EXERCISE DETAILS: Start at the line that contains "the dog's white" and stop after the line that contains "295, 220, 332]]". Write those lines out again with "whole-number pixel coordinates" replacing "integer pixel coordinates" and nothing else changed.

Stored items from a collection:
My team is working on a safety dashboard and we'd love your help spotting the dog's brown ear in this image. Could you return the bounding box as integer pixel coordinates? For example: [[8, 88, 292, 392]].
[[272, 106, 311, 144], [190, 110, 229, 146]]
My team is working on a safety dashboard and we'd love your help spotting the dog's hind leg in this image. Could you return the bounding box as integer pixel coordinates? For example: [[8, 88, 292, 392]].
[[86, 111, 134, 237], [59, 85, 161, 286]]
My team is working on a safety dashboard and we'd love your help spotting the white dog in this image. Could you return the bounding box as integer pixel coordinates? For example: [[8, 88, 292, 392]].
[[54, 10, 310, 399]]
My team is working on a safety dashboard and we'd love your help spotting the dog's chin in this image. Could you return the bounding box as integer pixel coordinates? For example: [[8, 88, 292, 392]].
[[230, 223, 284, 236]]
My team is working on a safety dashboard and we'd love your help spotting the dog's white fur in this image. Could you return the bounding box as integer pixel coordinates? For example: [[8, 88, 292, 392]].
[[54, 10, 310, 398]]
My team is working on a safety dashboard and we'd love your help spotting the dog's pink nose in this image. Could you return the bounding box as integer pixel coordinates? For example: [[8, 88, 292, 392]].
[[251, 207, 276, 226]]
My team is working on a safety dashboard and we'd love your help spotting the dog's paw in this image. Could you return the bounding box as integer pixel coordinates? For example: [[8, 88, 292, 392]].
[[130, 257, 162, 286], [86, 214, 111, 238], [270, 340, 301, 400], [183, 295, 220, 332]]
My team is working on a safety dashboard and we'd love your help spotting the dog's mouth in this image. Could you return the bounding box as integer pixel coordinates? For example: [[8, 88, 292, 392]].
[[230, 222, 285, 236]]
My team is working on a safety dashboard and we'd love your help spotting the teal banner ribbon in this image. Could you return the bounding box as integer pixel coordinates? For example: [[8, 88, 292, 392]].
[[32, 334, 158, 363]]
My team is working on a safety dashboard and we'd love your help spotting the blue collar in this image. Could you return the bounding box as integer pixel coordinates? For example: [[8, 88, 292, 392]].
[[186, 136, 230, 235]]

ANSWER IN FULL:
My team is working on a safety dashboard and we'd love your help spotting the dog's white fur in this image. Could you return the bounding box as whole-number pixel coordinates? For example: [[8, 88, 292, 392]].
[[54, 10, 310, 398]]
My team is working on a safety dashboard and we'd love your help spotting the dog's pink nose in this image. Could you return the bounding box as whole-number pixel coordinates? For example: [[8, 88, 292, 392]].
[[251, 207, 276, 226]]
My team is working on a safety dashboard and we'd love your help spotting the dog's paw in this image. Could you return the bounding box as whole-number pixel coordinates? For example: [[8, 88, 292, 392]].
[[130, 257, 162, 286], [86, 214, 111, 238], [270, 340, 301, 400], [183, 295, 220, 332]]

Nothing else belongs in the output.